— BEGIN MATERIAL FOR THIS TASK —
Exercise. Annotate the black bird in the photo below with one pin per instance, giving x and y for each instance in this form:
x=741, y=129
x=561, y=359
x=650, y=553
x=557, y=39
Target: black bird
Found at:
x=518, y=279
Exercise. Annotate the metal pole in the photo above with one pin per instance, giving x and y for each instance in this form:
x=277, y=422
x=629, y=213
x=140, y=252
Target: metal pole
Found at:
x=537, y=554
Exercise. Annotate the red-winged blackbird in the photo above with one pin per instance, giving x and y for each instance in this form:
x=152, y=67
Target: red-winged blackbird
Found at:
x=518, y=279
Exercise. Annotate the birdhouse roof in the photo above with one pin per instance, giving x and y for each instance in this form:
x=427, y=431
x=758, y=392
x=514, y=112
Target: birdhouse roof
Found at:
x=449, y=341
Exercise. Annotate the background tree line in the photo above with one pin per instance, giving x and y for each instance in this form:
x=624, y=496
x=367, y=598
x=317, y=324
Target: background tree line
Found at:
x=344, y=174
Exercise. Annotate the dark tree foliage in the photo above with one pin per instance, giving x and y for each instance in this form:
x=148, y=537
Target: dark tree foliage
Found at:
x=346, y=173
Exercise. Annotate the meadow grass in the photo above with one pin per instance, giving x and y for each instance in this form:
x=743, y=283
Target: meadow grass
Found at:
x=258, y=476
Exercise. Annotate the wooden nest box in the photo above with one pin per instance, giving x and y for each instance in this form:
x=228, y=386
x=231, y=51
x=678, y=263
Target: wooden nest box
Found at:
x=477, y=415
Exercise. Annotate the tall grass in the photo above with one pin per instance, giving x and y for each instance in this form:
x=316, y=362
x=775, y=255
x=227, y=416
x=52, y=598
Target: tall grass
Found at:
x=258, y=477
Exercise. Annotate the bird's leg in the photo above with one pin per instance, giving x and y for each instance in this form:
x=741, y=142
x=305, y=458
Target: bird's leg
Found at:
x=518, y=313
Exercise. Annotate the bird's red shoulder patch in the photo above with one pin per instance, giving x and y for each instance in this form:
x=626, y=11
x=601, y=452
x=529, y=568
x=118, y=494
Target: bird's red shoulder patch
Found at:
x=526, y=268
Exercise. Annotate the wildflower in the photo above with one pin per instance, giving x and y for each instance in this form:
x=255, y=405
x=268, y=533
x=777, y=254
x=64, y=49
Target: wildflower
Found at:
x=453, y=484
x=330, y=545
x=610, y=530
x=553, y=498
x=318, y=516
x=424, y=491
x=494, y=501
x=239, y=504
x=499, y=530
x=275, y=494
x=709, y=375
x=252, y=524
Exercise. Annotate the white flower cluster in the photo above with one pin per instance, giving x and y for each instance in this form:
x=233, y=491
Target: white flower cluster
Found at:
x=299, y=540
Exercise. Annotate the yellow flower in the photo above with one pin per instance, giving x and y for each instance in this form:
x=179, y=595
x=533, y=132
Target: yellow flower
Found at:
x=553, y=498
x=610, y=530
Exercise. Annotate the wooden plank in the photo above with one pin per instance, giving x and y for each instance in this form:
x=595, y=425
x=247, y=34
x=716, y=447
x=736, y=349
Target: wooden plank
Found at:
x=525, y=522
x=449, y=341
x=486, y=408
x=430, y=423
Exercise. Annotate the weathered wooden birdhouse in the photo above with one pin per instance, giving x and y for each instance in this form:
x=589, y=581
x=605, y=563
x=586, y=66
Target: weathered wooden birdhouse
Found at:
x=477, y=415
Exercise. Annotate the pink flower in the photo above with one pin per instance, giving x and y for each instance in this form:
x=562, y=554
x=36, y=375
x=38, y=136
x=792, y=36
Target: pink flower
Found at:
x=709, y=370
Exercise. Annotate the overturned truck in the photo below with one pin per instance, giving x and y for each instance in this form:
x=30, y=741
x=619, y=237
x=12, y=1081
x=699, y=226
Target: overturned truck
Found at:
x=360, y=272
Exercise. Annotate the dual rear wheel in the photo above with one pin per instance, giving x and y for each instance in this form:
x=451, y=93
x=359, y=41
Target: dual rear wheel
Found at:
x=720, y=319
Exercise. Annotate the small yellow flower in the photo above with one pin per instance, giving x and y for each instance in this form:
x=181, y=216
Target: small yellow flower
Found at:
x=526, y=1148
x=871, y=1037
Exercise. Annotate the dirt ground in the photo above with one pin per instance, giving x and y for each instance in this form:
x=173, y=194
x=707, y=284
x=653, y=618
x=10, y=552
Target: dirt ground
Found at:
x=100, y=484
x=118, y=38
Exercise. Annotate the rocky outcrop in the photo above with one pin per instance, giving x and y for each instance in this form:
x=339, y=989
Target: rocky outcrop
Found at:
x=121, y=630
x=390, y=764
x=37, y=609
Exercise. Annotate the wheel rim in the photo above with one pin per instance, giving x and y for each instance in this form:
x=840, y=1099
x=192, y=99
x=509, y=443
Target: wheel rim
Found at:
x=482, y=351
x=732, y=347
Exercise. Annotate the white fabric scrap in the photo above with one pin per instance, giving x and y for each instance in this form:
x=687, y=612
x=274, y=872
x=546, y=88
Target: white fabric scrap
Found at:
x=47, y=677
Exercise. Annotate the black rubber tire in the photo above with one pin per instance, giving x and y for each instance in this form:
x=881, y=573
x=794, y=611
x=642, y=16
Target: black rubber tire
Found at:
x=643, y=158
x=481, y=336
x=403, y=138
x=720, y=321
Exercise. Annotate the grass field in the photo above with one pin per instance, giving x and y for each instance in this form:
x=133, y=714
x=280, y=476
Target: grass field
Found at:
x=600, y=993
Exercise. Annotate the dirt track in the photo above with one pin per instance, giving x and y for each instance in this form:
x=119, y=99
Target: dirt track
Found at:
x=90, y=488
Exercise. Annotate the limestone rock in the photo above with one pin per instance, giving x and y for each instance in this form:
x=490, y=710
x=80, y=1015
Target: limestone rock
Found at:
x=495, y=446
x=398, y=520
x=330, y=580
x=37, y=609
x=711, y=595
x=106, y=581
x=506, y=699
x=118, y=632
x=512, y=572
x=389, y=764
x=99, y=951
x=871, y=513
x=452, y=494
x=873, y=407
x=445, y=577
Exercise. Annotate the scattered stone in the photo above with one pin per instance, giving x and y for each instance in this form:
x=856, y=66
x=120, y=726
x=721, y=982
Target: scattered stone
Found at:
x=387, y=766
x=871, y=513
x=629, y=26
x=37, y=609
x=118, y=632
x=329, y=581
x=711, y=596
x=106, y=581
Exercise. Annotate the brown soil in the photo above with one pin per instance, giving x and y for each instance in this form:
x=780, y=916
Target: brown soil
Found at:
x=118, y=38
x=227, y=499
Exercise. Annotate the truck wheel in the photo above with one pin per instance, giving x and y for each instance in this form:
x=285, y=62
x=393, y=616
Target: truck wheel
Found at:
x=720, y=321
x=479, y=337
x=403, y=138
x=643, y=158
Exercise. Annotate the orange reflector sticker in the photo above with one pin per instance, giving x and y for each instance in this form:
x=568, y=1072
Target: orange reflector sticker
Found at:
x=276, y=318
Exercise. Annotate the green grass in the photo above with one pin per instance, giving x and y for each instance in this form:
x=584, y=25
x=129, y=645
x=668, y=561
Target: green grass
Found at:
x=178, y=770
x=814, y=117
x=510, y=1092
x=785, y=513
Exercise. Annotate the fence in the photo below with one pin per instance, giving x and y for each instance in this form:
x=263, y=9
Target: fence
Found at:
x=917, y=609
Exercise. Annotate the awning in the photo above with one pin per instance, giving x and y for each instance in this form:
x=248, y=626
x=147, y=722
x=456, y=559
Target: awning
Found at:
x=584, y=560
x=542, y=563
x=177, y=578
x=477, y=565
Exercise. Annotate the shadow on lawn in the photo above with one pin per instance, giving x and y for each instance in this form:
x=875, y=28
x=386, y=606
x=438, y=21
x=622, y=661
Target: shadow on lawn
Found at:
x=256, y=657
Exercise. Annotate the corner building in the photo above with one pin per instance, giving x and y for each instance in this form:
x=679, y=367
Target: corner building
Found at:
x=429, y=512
— END MATERIAL FOR THIS TASK —
PROBLEM STATEMENT: Copy the records starting at the line containing "Exercise. Annotate the corner" and ending at the end of the records, requests included. Increase every answer coordinate by 63.

FINISHED EXERCISE:
Exercise. Annotate the corner building in the photo above with one pin per instance, giving x and y for each instance in this form:
x=679, y=367
Target: corner building
Found at:
x=492, y=575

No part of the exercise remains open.